▽
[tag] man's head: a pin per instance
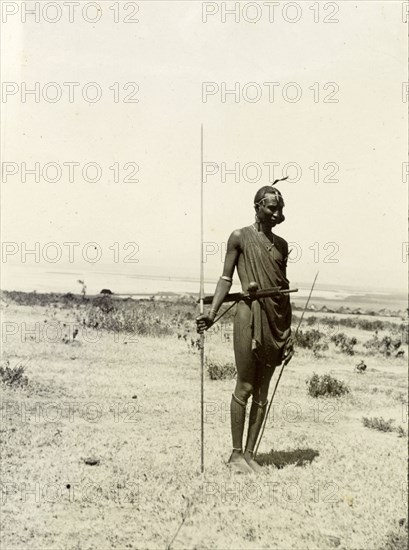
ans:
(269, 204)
△
▽
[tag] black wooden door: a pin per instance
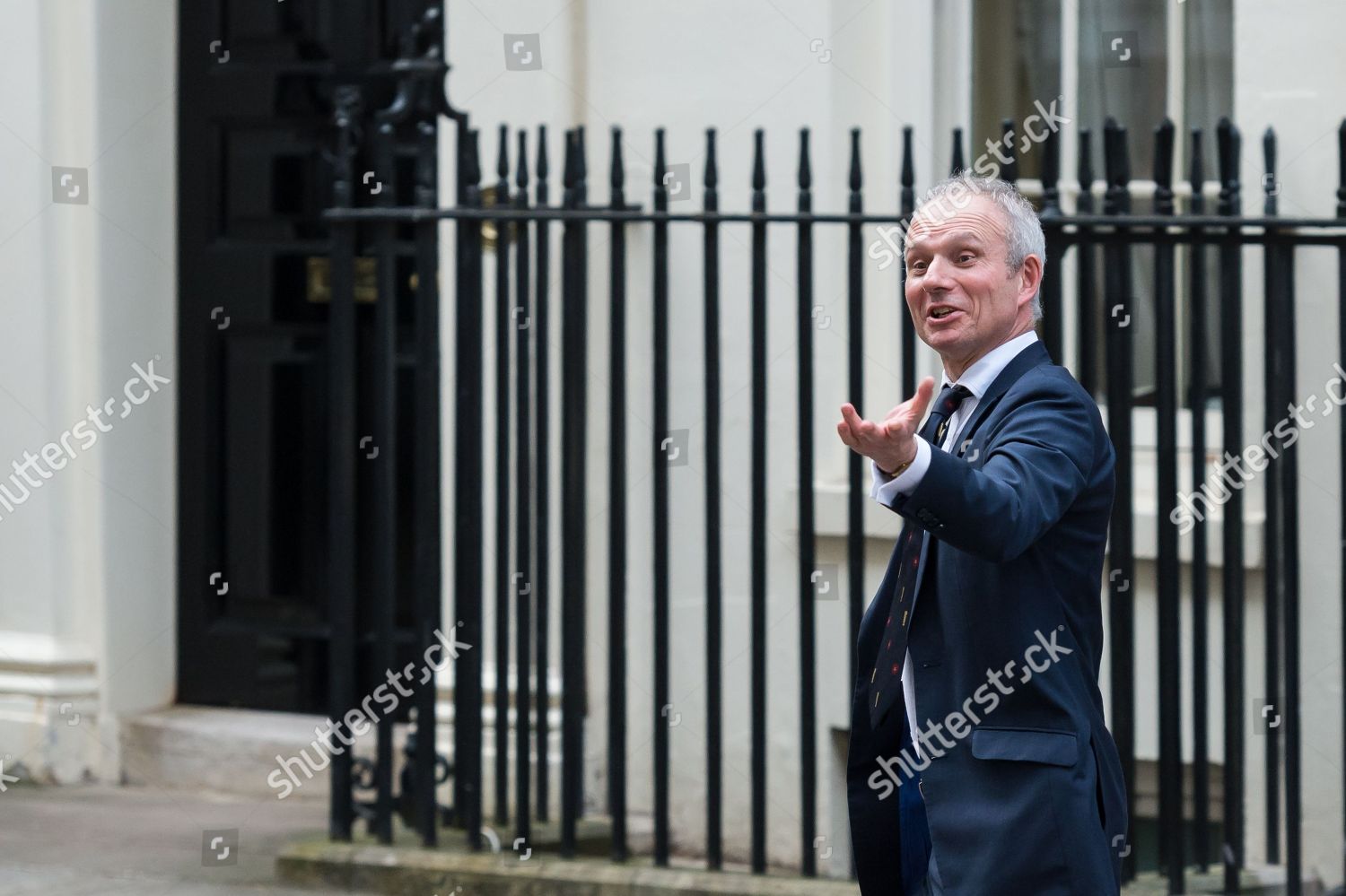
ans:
△
▽
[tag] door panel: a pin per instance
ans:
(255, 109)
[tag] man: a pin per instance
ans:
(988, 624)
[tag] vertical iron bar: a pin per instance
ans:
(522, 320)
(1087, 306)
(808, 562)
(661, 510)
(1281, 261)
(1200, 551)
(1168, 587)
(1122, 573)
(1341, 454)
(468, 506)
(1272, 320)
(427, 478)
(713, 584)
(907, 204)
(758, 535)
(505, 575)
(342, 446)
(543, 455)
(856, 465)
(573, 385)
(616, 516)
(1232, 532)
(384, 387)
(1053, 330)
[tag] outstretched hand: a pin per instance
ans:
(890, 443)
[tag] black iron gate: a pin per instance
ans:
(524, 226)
△
Job:
Which lines in the rows above contain the string "iron", matching case exactly? Copy each of those lines out in full.

Solution:
[tag] vertical iron bar: a pin per instance
[tag] black iron gate: a pin per instance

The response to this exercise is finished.